• TO BE DONE: Repeat every line of the material word for word, beginning at its start and stopping after the line that contains "POLYGON ((410 96, 402". Leave the pictures out.

Outline labeling material:

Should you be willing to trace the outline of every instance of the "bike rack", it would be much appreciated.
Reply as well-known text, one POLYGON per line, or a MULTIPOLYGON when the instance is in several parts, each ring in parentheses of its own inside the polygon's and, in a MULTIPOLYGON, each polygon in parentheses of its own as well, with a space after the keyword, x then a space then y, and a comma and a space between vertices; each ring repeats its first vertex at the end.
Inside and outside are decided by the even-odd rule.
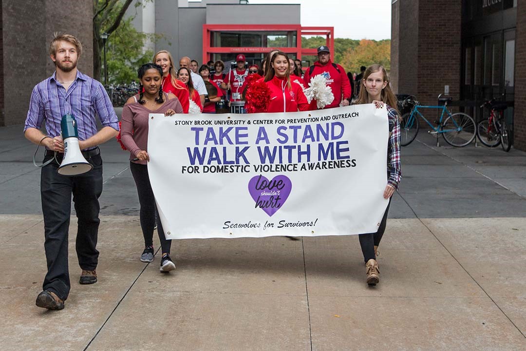
MULTIPOLYGON (((445 94, 444 93, 441 93, 438 94, 438 96, 437 97, 437 106, 440 106, 440 98, 442 95, 449 95, 449 94, 445 94)), ((444 102, 444 105, 446 106, 448 106, 448 103, 444 102)), ((440 110, 439 109, 437 109, 437 121, 438 121, 440 118, 440 110)), ((438 141, 438 137, 440 136, 439 134, 437 134, 437 147, 440 147, 440 144, 438 141)))

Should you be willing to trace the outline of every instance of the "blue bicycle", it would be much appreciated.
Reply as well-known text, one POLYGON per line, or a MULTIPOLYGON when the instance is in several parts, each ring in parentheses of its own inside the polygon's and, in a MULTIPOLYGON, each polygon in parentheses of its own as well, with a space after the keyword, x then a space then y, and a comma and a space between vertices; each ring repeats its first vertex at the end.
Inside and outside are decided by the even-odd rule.
POLYGON ((410 96, 402 102, 404 104, 412 105, 411 112, 408 112, 402 116, 400 122, 400 144, 402 146, 408 145, 414 140, 418 134, 419 125, 418 116, 425 121, 431 130, 428 133, 431 134, 442 134, 444 140, 449 145, 461 147, 469 145, 475 138, 475 133, 477 128, 475 127, 475 121, 471 117, 465 113, 459 112, 451 114, 448 109, 448 103, 451 102, 450 97, 441 97, 439 99, 440 103, 443 103, 442 106, 423 106, 414 98, 414 96, 410 96), (436 126, 433 125, 428 121, 419 109, 434 108, 442 109, 440 118, 435 121, 436 126), (444 116, 446 118, 444 118, 444 116))

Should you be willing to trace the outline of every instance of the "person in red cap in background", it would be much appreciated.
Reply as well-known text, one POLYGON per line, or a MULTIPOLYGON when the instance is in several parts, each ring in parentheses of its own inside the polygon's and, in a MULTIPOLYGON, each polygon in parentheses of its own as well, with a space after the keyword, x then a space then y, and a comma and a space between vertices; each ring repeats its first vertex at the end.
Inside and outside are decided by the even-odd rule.
POLYGON ((255 82, 254 78, 256 80, 258 79, 262 78, 263 77, 259 75, 259 67, 257 65, 250 65, 248 66, 248 75, 245 78, 245 82, 243 82, 243 85, 241 86, 241 88, 239 89, 239 92, 241 93, 241 97, 244 100, 245 99, 245 94, 247 92, 247 89, 248 88, 249 84, 252 82, 255 82), (252 79, 249 78, 250 76, 255 74, 256 77, 251 77, 252 79))
POLYGON ((292 58, 289 58, 289 62, 290 63, 290 81, 294 83, 298 83, 301 86, 302 88, 303 88, 303 78, 296 74, 296 72, 298 70, 296 69, 296 64, 294 63, 294 60, 292 58))
POLYGON ((245 67, 245 55, 239 54, 236 57, 237 66, 235 69, 231 69, 228 73, 226 79, 221 83, 223 89, 229 89, 232 92, 230 102, 241 101, 241 94, 243 92, 241 87, 245 82, 245 79, 248 75, 248 69, 245 67))
MULTIPOLYGON (((332 108, 340 106, 349 106, 351 97, 351 84, 345 73, 345 69, 340 65, 330 61, 329 47, 321 45, 318 48, 318 61, 305 70, 304 81, 306 88, 309 87, 310 78, 320 74, 327 78, 327 86, 330 87, 334 95, 334 101, 323 108, 332 108)), ((316 109, 316 101, 310 103, 311 109, 316 109)))

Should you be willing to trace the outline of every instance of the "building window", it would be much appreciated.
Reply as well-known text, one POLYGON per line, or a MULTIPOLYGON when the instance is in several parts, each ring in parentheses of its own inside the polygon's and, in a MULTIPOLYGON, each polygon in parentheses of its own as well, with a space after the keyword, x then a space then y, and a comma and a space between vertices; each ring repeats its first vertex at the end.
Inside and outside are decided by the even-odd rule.
POLYGON ((473 78, 475 85, 481 84, 481 72, 482 62, 482 47, 481 45, 475 46, 475 70, 473 72, 473 78))
POLYGON ((470 85, 471 84, 471 48, 466 48, 464 60, 464 84, 470 85))
POLYGON ((505 49, 504 86, 512 87, 515 74, 515 40, 506 41, 505 49))
POLYGON ((500 80, 500 45, 492 45, 491 85, 498 85, 500 80))

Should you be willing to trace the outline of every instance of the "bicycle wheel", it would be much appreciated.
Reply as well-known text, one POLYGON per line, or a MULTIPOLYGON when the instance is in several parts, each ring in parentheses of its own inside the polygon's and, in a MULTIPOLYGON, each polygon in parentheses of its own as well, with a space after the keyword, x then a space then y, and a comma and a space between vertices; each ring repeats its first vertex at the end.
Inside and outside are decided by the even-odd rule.
POLYGON ((418 118, 417 114, 411 117, 411 113, 404 114, 400 123, 400 145, 406 146, 414 140, 418 134, 418 118))
POLYGON ((444 121, 441 133, 449 145, 462 147, 475 138, 475 121, 465 113, 459 112, 449 116, 444 121))
POLYGON ((502 149, 508 152, 511 148, 511 143, 510 142, 510 135, 508 132, 508 126, 506 122, 502 121, 500 126, 500 141, 502 149))
POLYGON ((489 125, 488 119, 483 119, 477 125, 477 136, 479 140, 488 147, 495 147, 500 144, 499 131, 494 123, 489 125))

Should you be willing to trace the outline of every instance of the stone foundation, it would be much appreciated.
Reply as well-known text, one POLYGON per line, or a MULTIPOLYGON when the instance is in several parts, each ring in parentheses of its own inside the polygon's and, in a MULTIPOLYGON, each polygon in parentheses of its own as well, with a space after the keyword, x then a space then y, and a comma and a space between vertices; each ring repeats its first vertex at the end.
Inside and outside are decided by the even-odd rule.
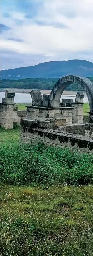
POLYGON ((66 126, 66 132, 79 134, 86 137, 93 137, 93 124, 75 124, 66 126))
POLYGON ((72 109, 70 107, 63 107, 59 108, 45 108, 36 106, 26 106, 27 108, 28 119, 51 119, 60 118, 66 119, 66 124, 72 124, 72 109))
POLYGON ((44 120, 40 121, 37 120, 22 120, 20 142, 33 144, 40 141, 49 146, 57 146, 71 150, 93 153, 93 139, 84 138, 78 135, 59 133, 49 130, 49 124, 47 122, 44 120))
POLYGON ((22 118, 27 116, 26 110, 18 110, 18 108, 14 107, 13 109, 13 122, 17 123, 20 125, 20 121, 22 118))
POLYGON ((93 153, 93 139, 80 135, 49 130, 49 121, 21 120, 20 142, 36 144, 40 141, 49 146, 57 146, 71 150, 93 153))

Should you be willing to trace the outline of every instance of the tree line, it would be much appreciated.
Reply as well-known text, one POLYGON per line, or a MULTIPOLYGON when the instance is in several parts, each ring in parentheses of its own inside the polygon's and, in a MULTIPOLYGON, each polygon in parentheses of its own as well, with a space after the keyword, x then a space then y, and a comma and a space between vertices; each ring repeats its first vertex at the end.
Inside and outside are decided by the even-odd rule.
MULTIPOLYGON (((88 77, 93 82, 93 77, 88 77)), ((1 88, 38 89, 51 90, 60 78, 26 78, 21 80, 3 79, 0 80, 1 88)), ((67 91, 82 91, 82 87, 77 83, 68 85, 67 91)))

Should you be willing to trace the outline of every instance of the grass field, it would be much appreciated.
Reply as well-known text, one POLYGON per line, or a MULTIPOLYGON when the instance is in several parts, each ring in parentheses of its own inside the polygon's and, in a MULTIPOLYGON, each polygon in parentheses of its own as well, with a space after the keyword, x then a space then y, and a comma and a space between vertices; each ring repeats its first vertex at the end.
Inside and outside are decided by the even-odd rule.
MULTIPOLYGON (((16 104, 16 106, 18 107, 18 110, 25 110, 26 109, 25 106, 30 105, 30 103, 29 104, 27 104, 26 103, 25 104, 16 104)), ((87 113, 88 111, 89 111, 89 103, 84 103, 83 106, 83 114, 88 115, 87 113)))
POLYGON ((1 256, 92 256, 91 186, 1 186, 1 256))
MULTIPOLYGON (((84 114, 88 108, 85 104, 84 114)), ((20 132, 20 129, 1 130, 1 149, 8 144, 13 159, 13 156, 16 159, 13 148, 18 143, 20 132)), ((9 150, 5 151, 5 162, 12 179, 11 157, 7 164, 9 150)), ((55 159, 53 161, 50 153, 49 158, 50 159, 51 156, 53 164, 55 159)), ((87 156, 84 157, 85 161, 87 156)), ((23 154, 23 158, 25 157, 26 156, 23 154)), ((59 164, 60 157, 59 155, 59 164)), ((65 157, 68 158, 67 154, 65 157)), ((72 161, 74 164, 73 158, 72 161)), ((85 161, 83 164, 85 168, 85 161)), ((20 160, 20 172, 21 165, 20 160)), ((77 165, 79 168, 80 161, 77 165)), ((40 184, 14 186, 2 183, 1 256, 93 256, 93 209, 92 185, 59 184, 46 186, 44 189, 40 184)))

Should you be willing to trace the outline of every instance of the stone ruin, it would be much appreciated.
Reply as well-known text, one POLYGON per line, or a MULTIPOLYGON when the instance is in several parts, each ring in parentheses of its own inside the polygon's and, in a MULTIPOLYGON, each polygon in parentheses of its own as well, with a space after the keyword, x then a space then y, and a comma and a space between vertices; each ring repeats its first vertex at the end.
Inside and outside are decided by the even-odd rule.
POLYGON ((1 124, 8 129, 13 128, 13 123, 20 122, 21 142, 33 143, 40 140, 48 145, 93 153, 93 84, 89 79, 75 76, 62 77, 54 85, 50 95, 42 96, 40 90, 32 90, 32 105, 26 106, 25 112, 18 111, 14 107, 14 95, 7 91, 3 99, 1 124), (75 102, 66 99, 60 102, 65 87, 74 82, 82 87, 88 99, 88 123, 83 123, 83 92, 77 92, 75 102))

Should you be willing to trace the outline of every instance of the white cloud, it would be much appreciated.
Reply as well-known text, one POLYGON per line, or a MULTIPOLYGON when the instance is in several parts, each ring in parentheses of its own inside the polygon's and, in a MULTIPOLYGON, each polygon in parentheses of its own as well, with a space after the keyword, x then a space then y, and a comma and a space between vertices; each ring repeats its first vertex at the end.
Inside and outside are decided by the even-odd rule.
POLYGON ((18 54, 42 55, 45 61, 53 60, 53 58, 69 59, 71 54, 70 58, 75 58, 76 53, 78 52, 80 56, 81 52, 79 58, 91 61, 93 10, 93 1, 46 1, 41 9, 41 7, 38 8, 37 16, 30 19, 26 18, 24 13, 20 13, 20 10, 10 13, 9 18, 5 18, 2 13, 2 23, 11 28, 2 35, 1 50, 8 49, 18 54), (38 21, 48 23, 49 26, 40 26, 38 21), (58 23, 67 27, 58 28, 53 25, 58 23), (9 40, 10 38, 20 39, 24 42, 12 41, 9 40), (86 57, 85 51, 90 53, 86 57), (65 57, 64 52, 66 52, 65 57))

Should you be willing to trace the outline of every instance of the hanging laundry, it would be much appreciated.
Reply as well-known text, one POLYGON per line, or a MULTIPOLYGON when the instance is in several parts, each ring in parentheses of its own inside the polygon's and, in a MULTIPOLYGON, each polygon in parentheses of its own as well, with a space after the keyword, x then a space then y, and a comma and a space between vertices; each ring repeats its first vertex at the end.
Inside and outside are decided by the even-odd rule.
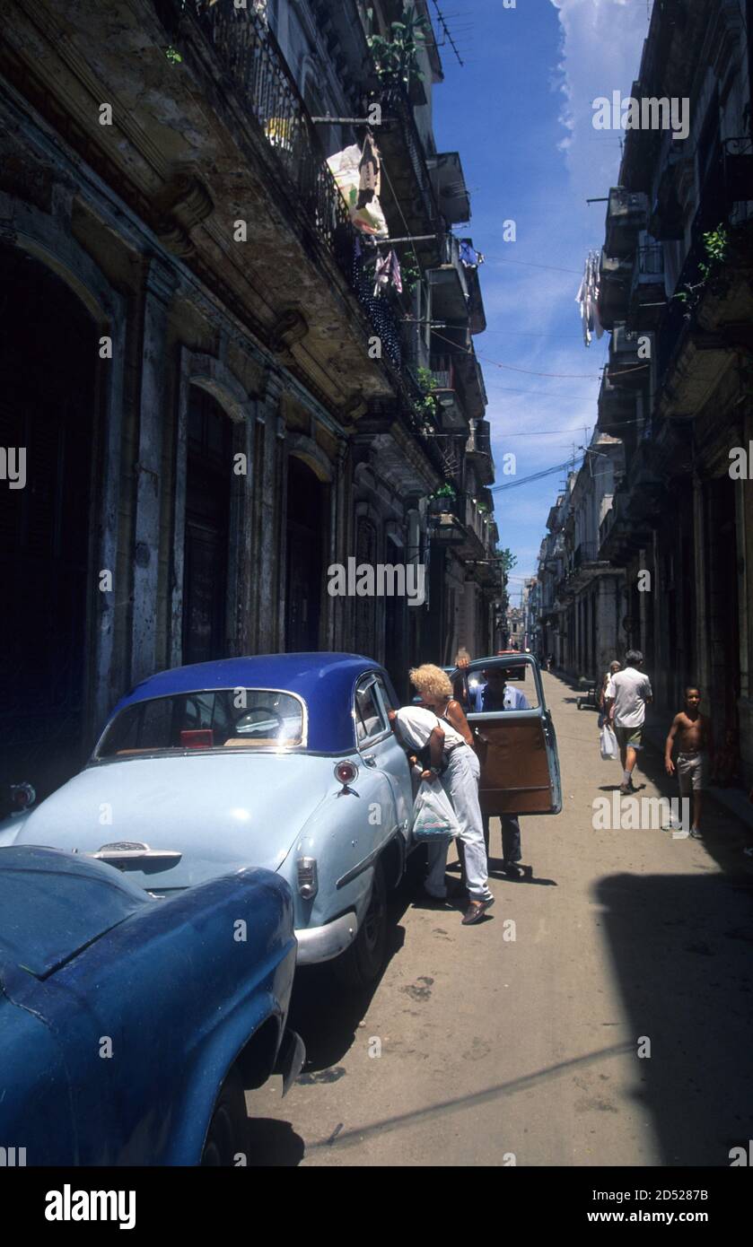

• ANSWER BELOW:
Should you be willing to trace the outline of every instance of the "bike rack", it would be much appreciated.
Reply as well-known text, one POLYGON per line, or a MULTIPOLYGON when the instance is in several parts, each ring in parentheses of its own inside the polygon's and, in a MULTIPOLYGON, each polygon in parentheses of its own as well, with a space after the keyword, x then a space then y, and a comma and a space between vertices; each ring repeats its first vertex at the end.
Inside and outside are decided by the even-odd rule.
MULTIPOLYGON (((445 94, 444 93, 441 93, 438 94, 438 96, 437 97, 437 106, 440 106, 440 98, 442 95, 449 95, 449 94, 445 94)), ((444 102, 444 105, 446 106, 448 106, 448 103, 444 102)), ((440 110, 439 109, 437 109, 437 121, 438 121, 440 118, 440 110)), ((438 141, 438 137, 440 136, 439 134, 437 134, 437 147, 440 147, 440 144, 438 141)))

Should you be willing to trace the outline of every instance of the "blue bicycle", it would be much appreciated.
Reply as well-known text, one POLYGON per line, or a MULTIPOLYGON when the instance is in several parts, each ring in parentheses of its own inside the polygon's and, in a MULTIPOLYGON, each polygon in parentheses of its own as well, with a space after the keyword, x then a space then y, and a comma and a space between vertices; each ring repeats its first vertex at the end.
Inside and outside are decided by the even-odd rule.
POLYGON ((410 96, 402 102, 404 104, 412 105, 411 112, 408 112, 402 116, 400 122, 400 144, 402 146, 408 145, 414 140, 418 134, 419 125, 418 116, 425 121, 431 130, 428 133, 431 134, 442 134, 444 140, 449 145, 461 147, 469 145, 475 138, 475 133, 477 128, 475 127, 475 121, 471 117, 465 113, 459 112, 451 114, 448 109, 448 103, 451 102, 450 97, 441 97, 439 99, 440 103, 443 103, 442 106, 423 106, 414 98, 414 96, 410 96), (436 126, 433 125, 428 121, 419 109, 434 108, 442 109, 440 118, 435 121, 436 126), (444 116, 446 118, 444 118, 444 116))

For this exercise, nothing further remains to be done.